_EXERCISE PROMPT:_
Show each line of the entries below in which the word "truck" appears.
(DATA PROVIDED Opens)
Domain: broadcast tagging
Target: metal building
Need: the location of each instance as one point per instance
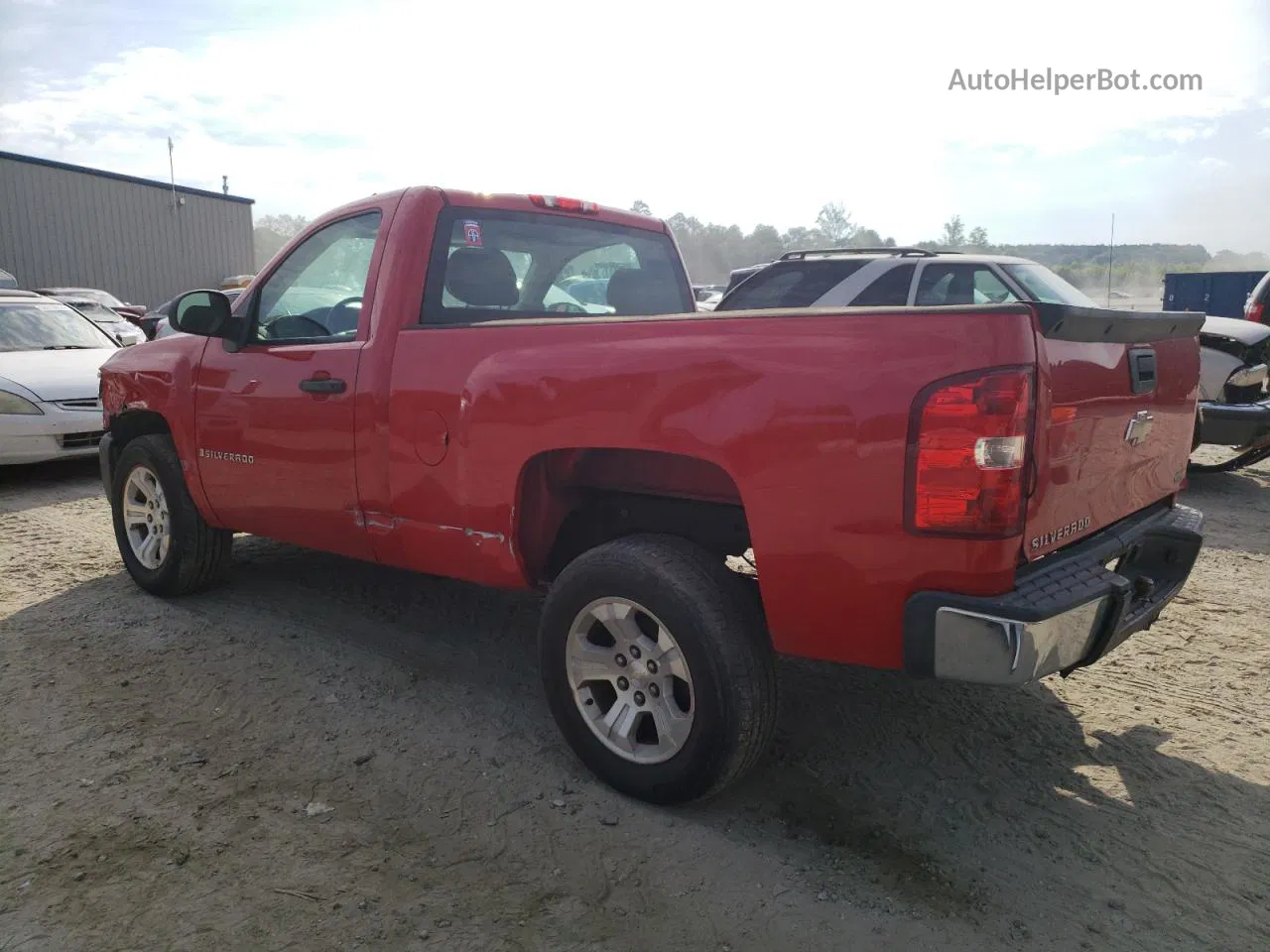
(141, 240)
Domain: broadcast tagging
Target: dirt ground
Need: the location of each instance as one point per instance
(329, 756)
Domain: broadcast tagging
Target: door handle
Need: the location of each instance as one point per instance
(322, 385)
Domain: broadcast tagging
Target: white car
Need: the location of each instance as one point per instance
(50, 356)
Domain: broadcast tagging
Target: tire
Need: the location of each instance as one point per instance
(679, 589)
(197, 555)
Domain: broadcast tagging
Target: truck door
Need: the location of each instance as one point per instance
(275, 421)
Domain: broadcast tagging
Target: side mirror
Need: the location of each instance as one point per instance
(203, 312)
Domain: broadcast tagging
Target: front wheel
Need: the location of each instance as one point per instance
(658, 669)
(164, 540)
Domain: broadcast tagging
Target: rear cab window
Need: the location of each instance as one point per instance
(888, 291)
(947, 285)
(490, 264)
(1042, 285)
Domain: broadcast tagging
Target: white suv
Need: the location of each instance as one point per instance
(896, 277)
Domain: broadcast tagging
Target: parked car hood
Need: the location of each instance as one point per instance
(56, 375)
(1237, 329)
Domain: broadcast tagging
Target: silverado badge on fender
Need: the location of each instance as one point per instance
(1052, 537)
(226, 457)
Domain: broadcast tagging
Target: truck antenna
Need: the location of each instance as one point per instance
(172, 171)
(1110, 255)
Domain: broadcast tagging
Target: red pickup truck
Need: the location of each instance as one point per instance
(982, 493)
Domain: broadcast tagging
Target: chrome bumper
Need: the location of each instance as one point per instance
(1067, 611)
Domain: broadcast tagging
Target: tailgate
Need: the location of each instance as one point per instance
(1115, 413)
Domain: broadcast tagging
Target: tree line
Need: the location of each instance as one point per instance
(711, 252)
(DATA PROVIDED Closes)
_RESULT:_
Target: truck door
Target: truck antenna
Target: red pickup truck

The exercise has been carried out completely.